## TASK 1
In the shrine bombing report, rewrite the paragraph that begins "The attack on Lal Shahbaz Qalandar shrine" in one shorter sentence that keeps its main facts.
## TASK 2
From the shrine bombing report, copy word for word the stretch from "More than 70" through "said by telephone.".

## TEXT EXCERPT
More than 70 people were killed when a suicide bomber detonated explosives at a crowded Sufi shrine in southern Pakistan yesterday, a police official said.
Senior police officer Shabbir Sethar said from a local hospital that the death toll was likely to rise.
“At least 72 are dead and over 150 have been injured,” Sethar said by telephone.
The attack on Lal Shahbaz Qalandar shrine in the town of Sehwan Sharif is the largest of a wave of bombings to hit Pakistan this week as the Pakistani Taliban and other radical Islamist militants carry out threats of a new offensive.
Islamic State claimed responsibility for yesterday’s attack.
Sehwan Sharif shrine is in the southern province of Sindh, where thousands of men and women gather every Thursday night for Sufi dance and music, provincial government spokesman Maula Bux Chandio said.

## PROVIDED RECORDS
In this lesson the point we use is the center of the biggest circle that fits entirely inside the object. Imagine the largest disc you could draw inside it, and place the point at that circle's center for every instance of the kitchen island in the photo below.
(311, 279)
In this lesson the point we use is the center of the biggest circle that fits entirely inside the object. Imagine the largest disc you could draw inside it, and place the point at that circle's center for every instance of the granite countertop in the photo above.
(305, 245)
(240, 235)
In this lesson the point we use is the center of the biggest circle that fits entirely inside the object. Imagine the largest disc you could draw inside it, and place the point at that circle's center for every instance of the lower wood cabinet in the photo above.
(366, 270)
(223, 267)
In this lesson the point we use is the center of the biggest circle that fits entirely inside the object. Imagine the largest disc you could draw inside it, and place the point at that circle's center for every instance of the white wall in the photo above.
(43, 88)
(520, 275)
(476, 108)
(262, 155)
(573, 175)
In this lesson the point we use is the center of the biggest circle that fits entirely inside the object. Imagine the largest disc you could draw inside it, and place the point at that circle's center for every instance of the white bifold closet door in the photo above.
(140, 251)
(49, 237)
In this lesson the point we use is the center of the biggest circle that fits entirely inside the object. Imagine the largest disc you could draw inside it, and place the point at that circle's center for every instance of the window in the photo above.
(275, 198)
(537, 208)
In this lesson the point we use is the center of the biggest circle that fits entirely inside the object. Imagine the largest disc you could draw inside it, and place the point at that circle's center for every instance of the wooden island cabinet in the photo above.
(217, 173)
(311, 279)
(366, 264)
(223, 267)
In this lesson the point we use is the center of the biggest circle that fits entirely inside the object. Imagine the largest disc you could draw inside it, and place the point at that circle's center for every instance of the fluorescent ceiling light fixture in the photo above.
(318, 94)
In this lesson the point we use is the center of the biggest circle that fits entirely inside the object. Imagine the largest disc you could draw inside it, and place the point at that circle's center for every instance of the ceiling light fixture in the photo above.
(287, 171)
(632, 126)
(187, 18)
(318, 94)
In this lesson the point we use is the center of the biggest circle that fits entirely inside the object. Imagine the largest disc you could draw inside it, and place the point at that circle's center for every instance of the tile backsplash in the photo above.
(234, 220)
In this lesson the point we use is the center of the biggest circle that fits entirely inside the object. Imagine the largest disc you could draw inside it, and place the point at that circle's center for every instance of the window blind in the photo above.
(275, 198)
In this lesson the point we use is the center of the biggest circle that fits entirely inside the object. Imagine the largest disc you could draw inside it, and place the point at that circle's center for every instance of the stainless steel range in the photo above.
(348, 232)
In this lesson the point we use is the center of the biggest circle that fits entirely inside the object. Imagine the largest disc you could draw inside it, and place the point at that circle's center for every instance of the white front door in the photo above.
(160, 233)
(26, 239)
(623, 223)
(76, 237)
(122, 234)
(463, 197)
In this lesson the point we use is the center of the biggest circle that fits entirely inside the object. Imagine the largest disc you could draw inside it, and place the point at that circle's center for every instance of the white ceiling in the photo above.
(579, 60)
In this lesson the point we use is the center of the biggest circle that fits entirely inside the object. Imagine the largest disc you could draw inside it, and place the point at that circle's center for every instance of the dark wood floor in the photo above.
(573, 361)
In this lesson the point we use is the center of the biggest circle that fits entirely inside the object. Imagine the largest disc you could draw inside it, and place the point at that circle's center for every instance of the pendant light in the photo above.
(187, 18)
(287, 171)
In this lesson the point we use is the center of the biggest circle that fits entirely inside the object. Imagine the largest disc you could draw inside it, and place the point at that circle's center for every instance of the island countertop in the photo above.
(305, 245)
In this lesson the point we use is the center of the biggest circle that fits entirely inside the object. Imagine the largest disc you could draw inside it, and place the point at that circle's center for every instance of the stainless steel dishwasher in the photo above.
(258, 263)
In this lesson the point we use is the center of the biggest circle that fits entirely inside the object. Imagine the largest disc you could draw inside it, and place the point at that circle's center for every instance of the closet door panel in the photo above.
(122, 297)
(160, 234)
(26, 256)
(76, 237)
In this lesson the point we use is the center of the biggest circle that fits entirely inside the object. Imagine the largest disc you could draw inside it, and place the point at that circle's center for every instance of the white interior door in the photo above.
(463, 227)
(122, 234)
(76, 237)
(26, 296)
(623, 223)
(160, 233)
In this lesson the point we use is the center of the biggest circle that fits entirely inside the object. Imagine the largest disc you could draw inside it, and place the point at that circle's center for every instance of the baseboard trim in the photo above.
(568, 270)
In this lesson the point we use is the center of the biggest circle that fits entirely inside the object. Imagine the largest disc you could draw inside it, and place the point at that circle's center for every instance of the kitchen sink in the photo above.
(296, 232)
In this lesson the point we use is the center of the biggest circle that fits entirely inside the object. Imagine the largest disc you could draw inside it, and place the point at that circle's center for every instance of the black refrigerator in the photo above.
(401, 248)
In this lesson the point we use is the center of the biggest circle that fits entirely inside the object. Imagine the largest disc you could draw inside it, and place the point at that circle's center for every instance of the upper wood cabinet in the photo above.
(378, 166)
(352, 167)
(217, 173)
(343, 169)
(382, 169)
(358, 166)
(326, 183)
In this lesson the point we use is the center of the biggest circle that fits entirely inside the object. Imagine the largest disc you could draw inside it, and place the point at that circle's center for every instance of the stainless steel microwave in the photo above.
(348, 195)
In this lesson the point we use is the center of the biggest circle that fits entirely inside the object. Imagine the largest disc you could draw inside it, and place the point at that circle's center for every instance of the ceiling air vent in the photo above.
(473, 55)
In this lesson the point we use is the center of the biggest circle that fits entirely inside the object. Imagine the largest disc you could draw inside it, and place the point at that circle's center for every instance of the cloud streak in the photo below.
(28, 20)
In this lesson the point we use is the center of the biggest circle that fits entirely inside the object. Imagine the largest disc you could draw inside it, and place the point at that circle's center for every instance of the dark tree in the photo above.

## EXPECTED ANSWER 1
The attack on Lal Shahbaz Qalandar shrine in Sehwan Sharif was the largest in this week's wave of bombings across Pakistan, as the Pakistani Taliban and other radical Islamist militants carry out threatened new offensives.

## EXPECTED ANSWER 2
More than 70 people were killed when a suicide bomber detonated explosives at a crowded Sufi shrine in southern Pakistan yesterday, a police official said.
Senior police officer Shabbir Sethar said from a local hospital that the death toll was likely to rise.
“At least 72 are dead and over 150 have been injured,” Sethar said by telephone.